- [Task goal]
The word "white" occurs in some lines of the listing. Copy those lines.

----- Exercise materials

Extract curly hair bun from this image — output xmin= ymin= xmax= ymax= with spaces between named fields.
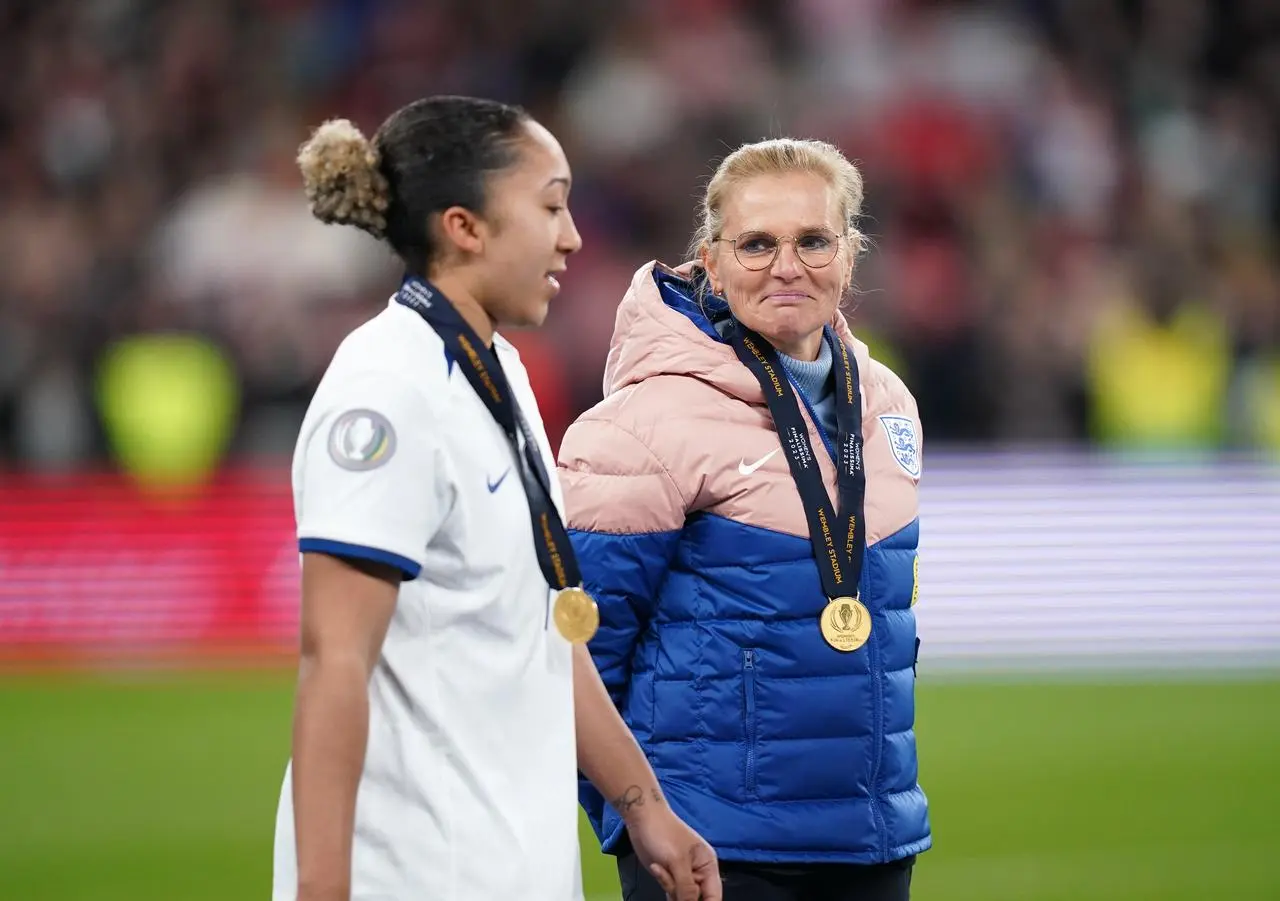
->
xmin=297 ymin=118 xmax=390 ymax=239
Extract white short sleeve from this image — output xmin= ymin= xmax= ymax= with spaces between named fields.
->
xmin=295 ymin=373 xmax=447 ymax=580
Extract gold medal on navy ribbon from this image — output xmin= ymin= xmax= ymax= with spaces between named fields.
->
xmin=553 ymin=586 xmax=599 ymax=644
xmin=821 ymin=595 xmax=871 ymax=652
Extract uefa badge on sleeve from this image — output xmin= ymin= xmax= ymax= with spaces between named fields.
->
xmin=328 ymin=409 xmax=397 ymax=471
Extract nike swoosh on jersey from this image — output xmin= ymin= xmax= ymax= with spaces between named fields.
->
xmin=738 ymin=448 xmax=780 ymax=476
xmin=487 ymin=468 xmax=511 ymax=493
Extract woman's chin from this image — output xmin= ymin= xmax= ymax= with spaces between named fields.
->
xmin=753 ymin=313 xmax=824 ymax=349
xmin=506 ymin=298 xmax=551 ymax=330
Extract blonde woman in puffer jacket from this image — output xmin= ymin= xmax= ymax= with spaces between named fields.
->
xmin=559 ymin=138 xmax=930 ymax=901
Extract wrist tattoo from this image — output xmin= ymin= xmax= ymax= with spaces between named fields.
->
xmin=613 ymin=785 xmax=644 ymax=814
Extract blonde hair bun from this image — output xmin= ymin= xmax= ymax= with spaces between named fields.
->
xmin=297 ymin=118 xmax=390 ymax=239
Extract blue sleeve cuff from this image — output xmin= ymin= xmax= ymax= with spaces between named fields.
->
xmin=298 ymin=538 xmax=422 ymax=581
xmin=579 ymin=776 xmax=607 ymax=842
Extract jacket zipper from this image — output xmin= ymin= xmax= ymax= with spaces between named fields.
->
xmin=786 ymin=353 xmax=887 ymax=851
xmin=743 ymin=648 xmax=758 ymax=796
xmin=784 ymin=370 xmax=837 ymax=462
xmin=865 ymin=573 xmax=888 ymax=859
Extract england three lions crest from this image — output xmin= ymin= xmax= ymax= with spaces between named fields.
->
xmin=879 ymin=415 xmax=921 ymax=478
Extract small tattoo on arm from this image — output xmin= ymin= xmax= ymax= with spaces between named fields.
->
xmin=651 ymin=787 xmax=665 ymax=805
xmin=613 ymin=785 xmax=644 ymax=814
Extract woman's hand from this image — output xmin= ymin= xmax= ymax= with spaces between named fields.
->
xmin=623 ymin=794 xmax=722 ymax=901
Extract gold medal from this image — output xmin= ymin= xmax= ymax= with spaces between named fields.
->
xmin=820 ymin=596 xmax=871 ymax=652
xmin=553 ymin=587 xmax=599 ymax=644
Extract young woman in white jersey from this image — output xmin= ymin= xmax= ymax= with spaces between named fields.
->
xmin=276 ymin=95 xmax=720 ymax=901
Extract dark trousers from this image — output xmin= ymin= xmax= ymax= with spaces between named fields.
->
xmin=616 ymin=841 xmax=914 ymax=901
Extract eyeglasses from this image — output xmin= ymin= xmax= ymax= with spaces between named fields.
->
xmin=714 ymin=228 xmax=842 ymax=271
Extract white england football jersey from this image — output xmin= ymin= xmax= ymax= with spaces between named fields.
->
xmin=272 ymin=297 xmax=582 ymax=901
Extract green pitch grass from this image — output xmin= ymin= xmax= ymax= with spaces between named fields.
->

----------

- [Answer to the exercise]
Extract white short sleeve from this image — output xmin= ymin= xmax= ymax= with spaces between named fields.
Extract young woman in white jersey from this image — output xmin= ymin= xmax= ymax= with spaces between named fields.
Extract white england football jersey from this image — output xmin= ymin= xmax= ymax= with spaces between named fields.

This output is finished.